Christopher J. Hopwood & Wiebke Bleidorn
The purpose of this study is to examine the socioemotional development of students who experience the immediate threat and lasting consequences of Covid-19. We are assessing 500 UC Davis students monthly regarding their experience of Covid-19 and various personal sequalae such as their personal health, academic progress, and financial situation, as well as a variety of indicators of well-being, social and emotional development. Data collection began in March 2020 and will continue for 9 months, in addition to a 1-year follow-up. We will compare these students’ trajectories to a control group of about 500 students who completed the same longitudinal research protocol last year before the occurrence of the virus. Our use of a direct comparison sample and longitudinal design will permit tests of the degree and manner in which Covid-19 impact students’ personal and academic well-being and development. We summarize the results from our first assessment wave at the end of March below.
Have students been affected by the Covid-19?
Overall, we found few significant differences between students who are currently experiencing Covid-19 and last year’s control group, However, there were some meaningful differences indicating that students who are currently experiencing Covid-19 feel as though they have less social support from their families and less positive emotions but higher levels of self-efficacy.
How worried are students about the impact of Covid-19?

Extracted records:
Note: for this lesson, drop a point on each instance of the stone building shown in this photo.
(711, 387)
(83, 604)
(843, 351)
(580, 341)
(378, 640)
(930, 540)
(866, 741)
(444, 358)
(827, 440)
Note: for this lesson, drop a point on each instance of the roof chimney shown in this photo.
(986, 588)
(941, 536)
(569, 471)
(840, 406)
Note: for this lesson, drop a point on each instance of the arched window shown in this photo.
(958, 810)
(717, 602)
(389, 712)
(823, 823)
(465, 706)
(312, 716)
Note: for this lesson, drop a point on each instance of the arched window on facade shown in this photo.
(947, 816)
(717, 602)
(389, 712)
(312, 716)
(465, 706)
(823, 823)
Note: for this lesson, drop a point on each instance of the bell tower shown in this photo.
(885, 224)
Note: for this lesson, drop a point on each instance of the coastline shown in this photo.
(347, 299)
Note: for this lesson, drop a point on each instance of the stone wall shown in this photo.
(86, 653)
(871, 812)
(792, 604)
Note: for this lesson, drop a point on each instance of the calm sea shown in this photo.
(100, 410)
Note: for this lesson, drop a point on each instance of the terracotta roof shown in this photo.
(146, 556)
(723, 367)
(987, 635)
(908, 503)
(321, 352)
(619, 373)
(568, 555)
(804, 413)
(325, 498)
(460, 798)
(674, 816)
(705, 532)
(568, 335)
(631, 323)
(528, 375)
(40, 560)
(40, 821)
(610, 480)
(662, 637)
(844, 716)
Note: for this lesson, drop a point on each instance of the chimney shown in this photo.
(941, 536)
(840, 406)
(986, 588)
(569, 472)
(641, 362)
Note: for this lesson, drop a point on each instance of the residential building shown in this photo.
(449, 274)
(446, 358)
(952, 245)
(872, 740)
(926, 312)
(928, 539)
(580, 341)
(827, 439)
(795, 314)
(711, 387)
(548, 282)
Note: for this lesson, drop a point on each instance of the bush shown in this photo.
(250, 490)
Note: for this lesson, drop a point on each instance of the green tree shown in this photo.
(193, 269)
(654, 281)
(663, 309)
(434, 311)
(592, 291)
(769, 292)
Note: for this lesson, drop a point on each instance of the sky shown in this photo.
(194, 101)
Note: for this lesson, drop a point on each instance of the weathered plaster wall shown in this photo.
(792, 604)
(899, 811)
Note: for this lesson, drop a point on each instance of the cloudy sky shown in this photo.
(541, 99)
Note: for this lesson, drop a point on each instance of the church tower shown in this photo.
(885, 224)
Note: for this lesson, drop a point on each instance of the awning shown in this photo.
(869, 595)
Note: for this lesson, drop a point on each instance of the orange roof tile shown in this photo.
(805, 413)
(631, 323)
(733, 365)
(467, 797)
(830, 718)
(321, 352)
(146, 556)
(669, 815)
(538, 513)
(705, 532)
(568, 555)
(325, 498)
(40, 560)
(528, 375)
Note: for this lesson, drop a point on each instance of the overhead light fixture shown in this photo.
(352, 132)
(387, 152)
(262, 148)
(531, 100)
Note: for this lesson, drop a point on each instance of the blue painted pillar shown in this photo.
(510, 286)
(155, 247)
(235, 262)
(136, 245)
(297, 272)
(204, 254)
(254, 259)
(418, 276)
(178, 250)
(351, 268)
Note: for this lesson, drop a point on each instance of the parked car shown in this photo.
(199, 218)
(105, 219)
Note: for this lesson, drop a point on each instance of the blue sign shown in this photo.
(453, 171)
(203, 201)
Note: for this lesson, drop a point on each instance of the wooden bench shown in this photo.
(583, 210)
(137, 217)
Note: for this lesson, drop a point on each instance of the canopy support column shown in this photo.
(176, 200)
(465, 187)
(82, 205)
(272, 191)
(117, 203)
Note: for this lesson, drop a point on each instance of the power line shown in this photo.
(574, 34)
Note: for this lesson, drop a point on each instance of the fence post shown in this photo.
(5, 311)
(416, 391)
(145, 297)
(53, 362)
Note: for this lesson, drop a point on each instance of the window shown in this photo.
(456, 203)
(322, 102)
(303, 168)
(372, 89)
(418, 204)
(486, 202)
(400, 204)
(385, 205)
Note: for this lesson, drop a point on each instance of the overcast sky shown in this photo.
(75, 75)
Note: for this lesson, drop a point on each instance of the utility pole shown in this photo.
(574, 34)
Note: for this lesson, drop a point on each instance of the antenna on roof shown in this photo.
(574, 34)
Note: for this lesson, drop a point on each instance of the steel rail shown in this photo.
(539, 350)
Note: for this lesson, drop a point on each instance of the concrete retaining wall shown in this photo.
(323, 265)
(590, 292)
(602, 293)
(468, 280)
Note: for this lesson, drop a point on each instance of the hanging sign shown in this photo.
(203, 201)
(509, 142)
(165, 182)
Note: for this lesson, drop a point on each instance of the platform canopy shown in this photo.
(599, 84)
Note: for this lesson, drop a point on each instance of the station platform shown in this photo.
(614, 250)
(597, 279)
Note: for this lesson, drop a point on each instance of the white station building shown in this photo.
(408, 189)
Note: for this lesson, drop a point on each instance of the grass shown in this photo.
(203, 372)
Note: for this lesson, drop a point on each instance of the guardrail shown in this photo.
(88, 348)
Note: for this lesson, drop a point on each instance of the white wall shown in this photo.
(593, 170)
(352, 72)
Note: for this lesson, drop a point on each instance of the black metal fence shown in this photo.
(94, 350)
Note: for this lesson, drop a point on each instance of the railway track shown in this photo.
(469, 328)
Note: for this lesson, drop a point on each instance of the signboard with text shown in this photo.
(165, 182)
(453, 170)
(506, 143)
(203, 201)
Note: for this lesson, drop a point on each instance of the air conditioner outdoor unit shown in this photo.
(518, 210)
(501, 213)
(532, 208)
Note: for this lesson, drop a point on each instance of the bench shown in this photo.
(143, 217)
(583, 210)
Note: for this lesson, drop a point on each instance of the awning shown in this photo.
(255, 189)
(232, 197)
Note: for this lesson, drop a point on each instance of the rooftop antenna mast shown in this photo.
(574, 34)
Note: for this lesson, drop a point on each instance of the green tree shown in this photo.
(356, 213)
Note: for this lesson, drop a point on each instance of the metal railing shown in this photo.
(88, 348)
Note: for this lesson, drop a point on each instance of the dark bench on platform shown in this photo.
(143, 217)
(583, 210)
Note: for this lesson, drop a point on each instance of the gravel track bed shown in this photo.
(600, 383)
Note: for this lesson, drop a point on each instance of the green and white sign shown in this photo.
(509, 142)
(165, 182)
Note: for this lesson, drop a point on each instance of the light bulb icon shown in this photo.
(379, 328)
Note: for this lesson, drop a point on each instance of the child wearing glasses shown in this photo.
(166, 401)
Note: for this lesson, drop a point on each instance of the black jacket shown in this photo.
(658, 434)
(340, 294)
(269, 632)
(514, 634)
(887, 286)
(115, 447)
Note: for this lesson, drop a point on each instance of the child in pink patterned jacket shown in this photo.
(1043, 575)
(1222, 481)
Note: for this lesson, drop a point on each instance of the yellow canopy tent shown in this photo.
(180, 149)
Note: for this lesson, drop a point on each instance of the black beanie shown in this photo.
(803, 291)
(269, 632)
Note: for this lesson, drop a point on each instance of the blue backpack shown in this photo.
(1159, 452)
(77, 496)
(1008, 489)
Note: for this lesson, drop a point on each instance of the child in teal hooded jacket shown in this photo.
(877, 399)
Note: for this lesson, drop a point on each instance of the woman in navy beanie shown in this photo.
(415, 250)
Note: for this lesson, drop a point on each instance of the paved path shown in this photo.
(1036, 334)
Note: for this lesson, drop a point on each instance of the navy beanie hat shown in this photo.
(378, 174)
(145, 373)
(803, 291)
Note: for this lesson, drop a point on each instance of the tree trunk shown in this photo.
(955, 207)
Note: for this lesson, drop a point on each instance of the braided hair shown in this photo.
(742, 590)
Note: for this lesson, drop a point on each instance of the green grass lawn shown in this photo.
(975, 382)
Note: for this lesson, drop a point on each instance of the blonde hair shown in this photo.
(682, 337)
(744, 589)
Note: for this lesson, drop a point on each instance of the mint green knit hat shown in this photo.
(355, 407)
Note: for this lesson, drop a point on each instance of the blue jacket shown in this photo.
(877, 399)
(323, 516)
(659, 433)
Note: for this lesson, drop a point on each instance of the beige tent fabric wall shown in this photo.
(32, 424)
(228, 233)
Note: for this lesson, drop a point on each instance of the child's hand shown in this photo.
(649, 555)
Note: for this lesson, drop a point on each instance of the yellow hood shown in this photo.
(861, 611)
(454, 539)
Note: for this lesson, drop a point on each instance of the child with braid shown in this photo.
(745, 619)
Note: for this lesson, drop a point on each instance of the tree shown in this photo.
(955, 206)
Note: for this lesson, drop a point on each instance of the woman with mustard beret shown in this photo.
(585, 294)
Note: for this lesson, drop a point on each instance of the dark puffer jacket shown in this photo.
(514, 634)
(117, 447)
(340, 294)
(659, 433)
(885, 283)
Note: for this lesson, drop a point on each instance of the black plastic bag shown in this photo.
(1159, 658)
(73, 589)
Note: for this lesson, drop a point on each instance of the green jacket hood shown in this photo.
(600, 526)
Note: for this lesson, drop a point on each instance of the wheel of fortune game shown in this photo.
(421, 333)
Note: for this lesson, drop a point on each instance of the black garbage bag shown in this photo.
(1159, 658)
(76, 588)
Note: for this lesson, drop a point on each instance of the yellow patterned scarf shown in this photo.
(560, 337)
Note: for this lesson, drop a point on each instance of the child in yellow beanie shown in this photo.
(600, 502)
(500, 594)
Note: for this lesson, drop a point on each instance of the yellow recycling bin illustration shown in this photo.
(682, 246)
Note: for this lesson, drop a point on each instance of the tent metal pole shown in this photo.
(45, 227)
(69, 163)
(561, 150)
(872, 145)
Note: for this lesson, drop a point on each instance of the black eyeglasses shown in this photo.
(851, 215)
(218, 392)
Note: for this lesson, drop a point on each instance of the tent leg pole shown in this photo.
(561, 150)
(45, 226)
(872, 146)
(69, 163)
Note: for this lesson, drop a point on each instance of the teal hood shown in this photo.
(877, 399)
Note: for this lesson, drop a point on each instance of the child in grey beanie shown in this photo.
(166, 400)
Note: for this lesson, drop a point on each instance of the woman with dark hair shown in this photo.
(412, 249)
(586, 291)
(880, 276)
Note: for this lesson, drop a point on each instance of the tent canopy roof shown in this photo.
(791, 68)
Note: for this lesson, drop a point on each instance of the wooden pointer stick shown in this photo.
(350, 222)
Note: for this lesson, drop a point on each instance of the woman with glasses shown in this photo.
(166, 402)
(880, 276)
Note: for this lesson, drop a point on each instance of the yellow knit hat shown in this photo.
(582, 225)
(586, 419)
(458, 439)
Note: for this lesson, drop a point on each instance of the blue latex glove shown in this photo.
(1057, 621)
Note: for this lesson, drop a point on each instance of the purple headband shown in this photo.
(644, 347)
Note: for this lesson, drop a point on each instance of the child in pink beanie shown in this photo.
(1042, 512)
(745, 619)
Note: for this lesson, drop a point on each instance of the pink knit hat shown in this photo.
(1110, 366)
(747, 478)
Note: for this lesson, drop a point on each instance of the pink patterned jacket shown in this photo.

Exercise A
Repeat a part of the study summary word for word, beginning at the words "Have students been" and stopping after the words "levels of self-efficacy.".
Exercise B
According to the study summary, in what month and year did data collection begin?
The extracted records are separate material, apart from the study summary.

Answer space A
Have students been affected by the Covid-19?
Overall, we found few significant differences between students who are currently experiencing Covid-19 and last year’s control group, However, there were some meaningful differences indicating that students who are currently experiencing Covid-19 feel as though they have less social support from their families and less positive emotions but higher levels of self-efficacy.

Answer space B
March 2020